→ What you need to do
1) Reproduce the full game review below, word for word.
2) Pull out every line of the rows below that contains the string "white". Case counts.

→ Document section
-- start --
Armed with a few clues, our Mr. Prye, Witch Hunter, heads out into the woods. The game starts here in earnest, but there’s really not much to it. Most of the game will be spent in these woods, and it’s not a terribly large area — just a series of paths. Some of these paths will loop back on one another, similar to how the characters in the film walk miles only to find themselves where they started. the woods are also filled with zombies (and other monsters, but mostly zombies.)

Superficially, the game is reminiscent of Resident Evil, in that it uses pre-rendered backgrounds. the combat, though, is decidedly less survival oriented. you have a number of weapons that use either bullets or mana, and both drop in plentiful amounts.

I must stress a point: the controls are shit. Take every complaint you’ve ever had about old-school survival horror controls, and apply them haphazardly to a keyboard. Using XPadder one can get by with a controller, but you’ll still rely on the keyboard a lot.

I had a lot of technical problems just fiddling with the control configuration. The game is old; the only way I could get it to behave properly is to not use hardware acceleration and run it in Windows 98 mode. In hardware mode the game has serious framerate issues.
-- end --
→ Records for processing
-- start --
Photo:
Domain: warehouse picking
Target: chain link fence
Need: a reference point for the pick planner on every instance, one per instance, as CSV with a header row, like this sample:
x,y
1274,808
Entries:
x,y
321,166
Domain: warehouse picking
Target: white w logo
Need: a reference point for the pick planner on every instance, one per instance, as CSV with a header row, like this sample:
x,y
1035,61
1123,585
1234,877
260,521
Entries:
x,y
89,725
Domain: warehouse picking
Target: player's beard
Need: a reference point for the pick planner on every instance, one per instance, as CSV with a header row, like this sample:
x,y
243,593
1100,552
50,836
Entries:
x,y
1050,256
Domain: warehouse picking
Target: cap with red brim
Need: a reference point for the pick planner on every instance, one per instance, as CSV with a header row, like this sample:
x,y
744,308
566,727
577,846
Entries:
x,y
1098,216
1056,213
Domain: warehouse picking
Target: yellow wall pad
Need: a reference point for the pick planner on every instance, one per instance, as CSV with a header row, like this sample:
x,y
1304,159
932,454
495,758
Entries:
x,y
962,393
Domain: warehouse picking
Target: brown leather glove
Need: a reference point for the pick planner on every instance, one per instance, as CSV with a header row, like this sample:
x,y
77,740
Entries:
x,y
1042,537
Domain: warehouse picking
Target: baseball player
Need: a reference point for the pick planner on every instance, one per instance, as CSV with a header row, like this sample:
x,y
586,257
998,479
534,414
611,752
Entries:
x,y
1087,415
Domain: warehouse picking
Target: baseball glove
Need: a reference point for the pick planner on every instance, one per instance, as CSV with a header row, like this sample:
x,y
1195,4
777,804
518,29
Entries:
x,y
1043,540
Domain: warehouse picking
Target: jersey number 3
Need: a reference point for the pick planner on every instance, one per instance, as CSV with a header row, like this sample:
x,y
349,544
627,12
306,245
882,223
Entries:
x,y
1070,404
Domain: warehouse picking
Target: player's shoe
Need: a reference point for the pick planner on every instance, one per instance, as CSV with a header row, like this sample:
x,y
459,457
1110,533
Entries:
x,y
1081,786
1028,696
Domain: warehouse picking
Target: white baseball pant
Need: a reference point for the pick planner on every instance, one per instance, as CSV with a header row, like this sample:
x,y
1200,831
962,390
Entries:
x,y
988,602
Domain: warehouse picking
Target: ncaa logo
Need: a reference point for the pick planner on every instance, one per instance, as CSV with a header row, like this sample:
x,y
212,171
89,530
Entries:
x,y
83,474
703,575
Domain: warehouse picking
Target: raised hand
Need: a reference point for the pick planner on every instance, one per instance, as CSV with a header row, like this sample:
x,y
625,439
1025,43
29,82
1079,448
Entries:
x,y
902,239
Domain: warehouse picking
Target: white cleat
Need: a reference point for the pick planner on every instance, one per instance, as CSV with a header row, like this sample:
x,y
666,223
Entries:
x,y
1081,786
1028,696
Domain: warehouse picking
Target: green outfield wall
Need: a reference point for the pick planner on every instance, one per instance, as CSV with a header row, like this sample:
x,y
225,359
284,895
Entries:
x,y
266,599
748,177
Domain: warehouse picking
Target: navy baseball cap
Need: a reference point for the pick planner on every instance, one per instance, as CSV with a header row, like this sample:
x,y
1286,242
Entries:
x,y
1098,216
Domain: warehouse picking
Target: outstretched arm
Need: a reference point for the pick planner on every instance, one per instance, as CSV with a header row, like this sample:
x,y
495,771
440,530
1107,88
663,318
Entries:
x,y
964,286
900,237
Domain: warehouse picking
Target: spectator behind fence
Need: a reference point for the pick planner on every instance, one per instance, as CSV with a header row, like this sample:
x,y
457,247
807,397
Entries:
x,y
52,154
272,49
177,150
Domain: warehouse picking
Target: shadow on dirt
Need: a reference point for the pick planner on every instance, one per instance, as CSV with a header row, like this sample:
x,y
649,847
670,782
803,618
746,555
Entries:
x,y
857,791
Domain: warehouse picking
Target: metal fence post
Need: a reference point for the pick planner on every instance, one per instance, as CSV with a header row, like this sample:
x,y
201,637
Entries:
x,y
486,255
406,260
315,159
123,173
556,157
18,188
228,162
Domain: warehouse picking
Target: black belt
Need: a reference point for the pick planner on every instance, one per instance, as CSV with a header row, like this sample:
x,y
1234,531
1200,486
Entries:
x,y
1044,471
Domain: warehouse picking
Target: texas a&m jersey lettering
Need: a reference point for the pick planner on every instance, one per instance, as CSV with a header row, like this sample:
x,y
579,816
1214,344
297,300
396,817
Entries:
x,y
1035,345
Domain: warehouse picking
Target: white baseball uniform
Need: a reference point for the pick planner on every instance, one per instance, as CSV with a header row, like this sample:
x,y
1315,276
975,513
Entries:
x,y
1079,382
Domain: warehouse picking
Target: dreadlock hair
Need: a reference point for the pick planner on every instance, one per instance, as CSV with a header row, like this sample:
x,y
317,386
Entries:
-- end --
→ Response list
1)
Armed with a few clues, our Mr. Prye, Witch Hunter, heads out into the woods. The game starts here in earnest, but there’s really not much to it. Most of the game will be spent in these woods, and it’s not a terribly large area — just a series of paths. Some of these paths will loop back on one another, similar to how the characters in the film walk miles only to find themselves where they started. the woods are also filled with zombies (and other monsters, but mostly zombies.)

Superficially, the game is reminiscent of Resident Evil, in that it uses pre-rendered backgrounds. the combat, though, is decidedly less survival oriented. you have a number of weapons that use either bullets or mana, and both drop in plentiful amounts.

I must stress a point: the controls are shit. Take every complaint you’ve ever had about old-school survival horror controls, and apply them haphazardly to a keyboard. Using XPadder one can get by with a controller, but you’ll still rely on the keyboard a lot.

I had a lot of technical problems just fiddling with the control configuration. The game is old; the only way I could get it to behave properly is to not use hardware acceleration and run it in Windows 98 mode. In hardware mode the game has serious framerate issues.

2)
Target: white w logo
Target: white baseball pant
Target: white cleat
Target: white baseball uniform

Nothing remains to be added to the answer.